▽

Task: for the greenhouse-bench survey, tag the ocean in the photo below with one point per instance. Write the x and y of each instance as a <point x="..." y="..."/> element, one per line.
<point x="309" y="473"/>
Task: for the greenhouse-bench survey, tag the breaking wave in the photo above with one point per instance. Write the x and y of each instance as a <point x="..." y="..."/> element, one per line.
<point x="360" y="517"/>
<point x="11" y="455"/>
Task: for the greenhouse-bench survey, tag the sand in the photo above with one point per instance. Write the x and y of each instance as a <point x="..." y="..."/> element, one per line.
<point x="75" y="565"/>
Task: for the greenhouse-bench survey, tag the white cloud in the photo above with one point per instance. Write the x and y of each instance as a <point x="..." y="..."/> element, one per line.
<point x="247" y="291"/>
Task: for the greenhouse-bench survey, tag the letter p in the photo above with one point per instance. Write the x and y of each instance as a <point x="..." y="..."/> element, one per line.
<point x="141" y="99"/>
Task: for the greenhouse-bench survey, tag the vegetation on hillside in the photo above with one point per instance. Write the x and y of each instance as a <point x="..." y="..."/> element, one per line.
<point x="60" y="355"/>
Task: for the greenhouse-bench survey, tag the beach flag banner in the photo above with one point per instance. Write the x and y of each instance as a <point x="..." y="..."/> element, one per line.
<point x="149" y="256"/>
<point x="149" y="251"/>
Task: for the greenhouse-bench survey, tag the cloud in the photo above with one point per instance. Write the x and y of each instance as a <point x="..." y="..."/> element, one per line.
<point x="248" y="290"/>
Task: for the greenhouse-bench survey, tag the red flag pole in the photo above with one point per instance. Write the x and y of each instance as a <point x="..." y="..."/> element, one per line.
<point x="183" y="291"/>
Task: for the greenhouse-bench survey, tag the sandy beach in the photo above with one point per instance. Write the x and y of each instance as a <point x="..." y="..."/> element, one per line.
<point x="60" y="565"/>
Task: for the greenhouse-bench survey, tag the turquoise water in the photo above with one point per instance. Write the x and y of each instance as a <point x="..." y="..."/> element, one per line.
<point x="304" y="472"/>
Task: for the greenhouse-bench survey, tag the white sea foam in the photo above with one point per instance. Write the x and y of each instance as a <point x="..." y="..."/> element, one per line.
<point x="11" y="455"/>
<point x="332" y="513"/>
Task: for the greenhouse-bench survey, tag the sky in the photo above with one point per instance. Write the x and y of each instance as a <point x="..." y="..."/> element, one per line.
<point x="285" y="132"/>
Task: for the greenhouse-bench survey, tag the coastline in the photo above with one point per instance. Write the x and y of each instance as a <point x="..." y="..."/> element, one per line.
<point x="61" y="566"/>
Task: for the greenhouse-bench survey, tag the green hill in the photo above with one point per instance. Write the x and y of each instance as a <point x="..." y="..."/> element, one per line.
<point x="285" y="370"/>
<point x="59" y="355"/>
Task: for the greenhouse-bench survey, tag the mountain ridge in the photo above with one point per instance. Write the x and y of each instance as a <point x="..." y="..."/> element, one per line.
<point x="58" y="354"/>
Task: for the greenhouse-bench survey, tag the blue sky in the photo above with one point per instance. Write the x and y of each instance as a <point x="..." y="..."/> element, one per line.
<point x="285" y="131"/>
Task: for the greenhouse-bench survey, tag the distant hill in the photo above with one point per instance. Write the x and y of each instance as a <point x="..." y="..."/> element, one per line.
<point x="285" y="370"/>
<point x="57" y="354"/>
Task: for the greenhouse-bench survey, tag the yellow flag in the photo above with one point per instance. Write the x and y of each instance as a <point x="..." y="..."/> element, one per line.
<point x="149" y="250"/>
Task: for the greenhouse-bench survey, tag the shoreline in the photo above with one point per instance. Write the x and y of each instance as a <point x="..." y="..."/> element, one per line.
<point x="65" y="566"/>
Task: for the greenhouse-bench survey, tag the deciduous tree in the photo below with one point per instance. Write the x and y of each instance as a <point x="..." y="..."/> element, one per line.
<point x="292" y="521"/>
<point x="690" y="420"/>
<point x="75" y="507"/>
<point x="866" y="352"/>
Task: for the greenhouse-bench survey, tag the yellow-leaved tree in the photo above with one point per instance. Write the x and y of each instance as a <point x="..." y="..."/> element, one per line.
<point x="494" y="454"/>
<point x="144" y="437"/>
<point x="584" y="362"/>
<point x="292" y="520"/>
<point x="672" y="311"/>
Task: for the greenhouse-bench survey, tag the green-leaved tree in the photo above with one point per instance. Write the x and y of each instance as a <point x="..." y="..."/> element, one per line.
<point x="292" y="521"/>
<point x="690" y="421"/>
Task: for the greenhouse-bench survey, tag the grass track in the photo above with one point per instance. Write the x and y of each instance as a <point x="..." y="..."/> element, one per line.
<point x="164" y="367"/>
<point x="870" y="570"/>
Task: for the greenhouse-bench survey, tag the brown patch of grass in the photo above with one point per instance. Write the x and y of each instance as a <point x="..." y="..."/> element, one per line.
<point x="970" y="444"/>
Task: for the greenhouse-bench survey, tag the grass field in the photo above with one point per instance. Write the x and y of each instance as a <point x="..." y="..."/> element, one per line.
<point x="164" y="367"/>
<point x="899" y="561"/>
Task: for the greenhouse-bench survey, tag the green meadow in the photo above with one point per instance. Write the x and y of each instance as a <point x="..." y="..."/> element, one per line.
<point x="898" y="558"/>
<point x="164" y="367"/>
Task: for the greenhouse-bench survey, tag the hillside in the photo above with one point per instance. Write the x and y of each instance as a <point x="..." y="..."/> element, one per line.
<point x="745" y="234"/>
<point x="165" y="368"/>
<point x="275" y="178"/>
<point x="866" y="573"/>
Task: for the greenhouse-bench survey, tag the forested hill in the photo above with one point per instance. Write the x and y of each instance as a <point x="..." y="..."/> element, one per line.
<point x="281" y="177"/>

△

**Exercise details**
Each line above must be reproduced exactly.

**Response to this task**
Task: for the greenhouse-bench survey, tag the ocean in the photo below with one point per instance. Write the x and y of each instance as a <point x="..." y="..."/> element, one per line.
<point x="309" y="473"/>
Task: for the greenhouse-bench survey, tag the breaking wave in the photo above with one point per instance. Write the x and y of each instance as a <point x="..." y="..."/> element, one per line.
<point x="360" y="517"/>
<point x="11" y="455"/>
Task: for the greenhouse-bench survey, tag the sand in the photo above with one point per instance. Write the x and y of each instance as a <point x="..." y="..."/> element, one per line.
<point x="75" y="565"/>
Task: for the greenhouse-bench survey, tag the white cloud in the photo above with one point per instance. Write the x and y of each instance as a <point x="..." y="..."/> element, one per line.
<point x="247" y="291"/>
Task: for the greenhouse-bench survey, tag the letter p in the photo above with one point per instance. Write the x and y of each instance as a <point x="..." y="..."/> element, one per line.
<point x="141" y="99"/>
Task: for the greenhouse-bench survey, tag the vegetation on hillside in the photo above with one point per instance. Write the x and y of each instance as a <point x="..." y="..."/> element, one per line.
<point x="60" y="355"/>
Task: for the greenhouse-bench survey, tag the beach flag banner in the photo above with one point per instance. Write the x and y of each instance as a <point x="..." y="..."/> element, one per line.
<point x="149" y="256"/>
<point x="149" y="251"/>
Task: for the greenhouse-bench survey, tag the cloud in the photo above with one point per instance. Write the x and y of each instance as a <point x="..." y="..."/> element, one per line.
<point x="248" y="290"/>
Task: for the greenhouse-bench survey, tag the red flag pole in the photo above with one point per instance. Write the x and y of each instance as a <point x="..." y="..."/> element, one per line.
<point x="183" y="291"/>
Task: for the greenhouse-bench survey, tag the sandy beach in the photo above with one point per instance. Write the x and y of each instance as a <point x="..." y="..."/> element, one per line.
<point x="60" y="565"/>
Task: for the greenhouse-bench survey, tag the turquoise water in the photo above with one point per instance. Write the x and y of each instance as a <point x="..." y="..."/> element, one per line.
<point x="304" y="472"/>
Task: for the greenhouse-bench survey, tag the white sea foam in the photo above with one point per instance. Write the x and y of each instance as a <point x="..." y="..."/> element, one per line.
<point x="11" y="455"/>
<point x="332" y="513"/>
Task: for the greenhouse-bench survey, tag the sky in the photo above with one point per instance. Write the x and y of each instance as a <point x="..." y="..."/> element, one per line.
<point x="285" y="132"/>
Task: for the greenhouse-bench survey, tag the coastline in the photo above with one point per instance. Write the x and y of each instance as a <point x="..." y="..."/> element, one per line.
<point x="61" y="566"/>
Task: for the greenhouse-bench survey, tag the green hill in the photo above with one point per instance. Write the x and y of each instance as a <point x="..." y="..."/> element, one per line.
<point x="285" y="370"/>
<point x="59" y="355"/>
Task: for the greenhouse-bench survey, tag the mountain ridge in the photo above with one point per instance. Write the x and y of each instance as a <point x="..." y="..."/> element, one per line.
<point x="58" y="354"/>
Task: for the greenhouse-bench survey, tag the blue sky in the photo above with one point per instance. Write the x and y of each instance as a <point x="..." y="..."/> element, one per line.
<point x="285" y="131"/>
Task: for the greenhouse-bench survey, tag the distant hill in the photo above with one point per instance. Write the x and y of each instance as a <point x="..." y="..."/> element, one per line.
<point x="285" y="370"/>
<point x="57" y="354"/>
Task: for the greenhouse-bench survey, tag the yellow flag in the photo above with one point per instance. Write the x and y of each instance as a <point x="..." y="..."/> element, one per line.
<point x="149" y="250"/>
Task: for the greenhouse-bench survey, tag the shoreline in the photo above with one point per instance. Write the x and y of each instance as a <point x="..." y="..."/> element, one per line.
<point x="65" y="566"/>
Task: for the greenhouse-bench survey, tag the deciduous tree in the photo below with one point per instance. Write the x and y of each instance as a <point x="..." y="..."/> element, one per line.
<point x="292" y="521"/>
<point x="690" y="420"/>
<point x="75" y="507"/>
<point x="866" y="352"/>
Task: for the greenhouse-bench survey, tag the yellow-leaved tree in the photo above with one point per instance. Write the x and y of each instance as a <point x="..." y="..."/> element, one per line.
<point x="494" y="454"/>
<point x="144" y="437"/>
<point x="584" y="362"/>
<point x="292" y="520"/>
<point x="672" y="311"/>
Task: for the greenhouse-bench survey, tag the green-leaved tree in the photo above with one point per instance. Write the x and y of each instance as a <point x="..." y="..."/> element, one per line.
<point x="292" y="521"/>
<point x="690" y="421"/>
Task: for the greenhouse-bench survey, tag the grass track in the photo above with one point per instance. Write the x and y of each instance as a <point x="..." y="..."/> element, one per line.
<point x="164" y="367"/>
<point x="870" y="570"/>
Task: for the greenhouse-bench survey, tag the brown patch of grass in the photo above with one point per instance. Write the x and y of each instance as a <point x="..." y="..."/> element, one per line.
<point x="970" y="444"/>
Task: for the greenhouse-bench survey, tag the grass field in the photo above with one point per instance. Write the x and y of each instance as a <point x="..." y="..."/> element, one per line.
<point x="164" y="367"/>
<point x="899" y="561"/>
Task: for the greenhouse-bench survey, tag the green meadow in the photo above with one point per instance. Write the x and y of each instance as a <point x="..." y="..."/> element, one per line.
<point x="898" y="558"/>
<point x="164" y="367"/>
Task: for the greenhouse-bench survey, tag the hillside in the photo above with one point per instance. Write the x and y of each instance as a <point x="..." y="..."/> element, one per line.
<point x="745" y="234"/>
<point x="165" y="368"/>
<point x="275" y="178"/>
<point x="866" y="573"/>
Task: for the greenhouse-bench survey, tag the forested hill in the photo above with one point per instance. Write the x and y of each instance as a <point x="..." y="..."/> element, one per line.
<point x="281" y="177"/>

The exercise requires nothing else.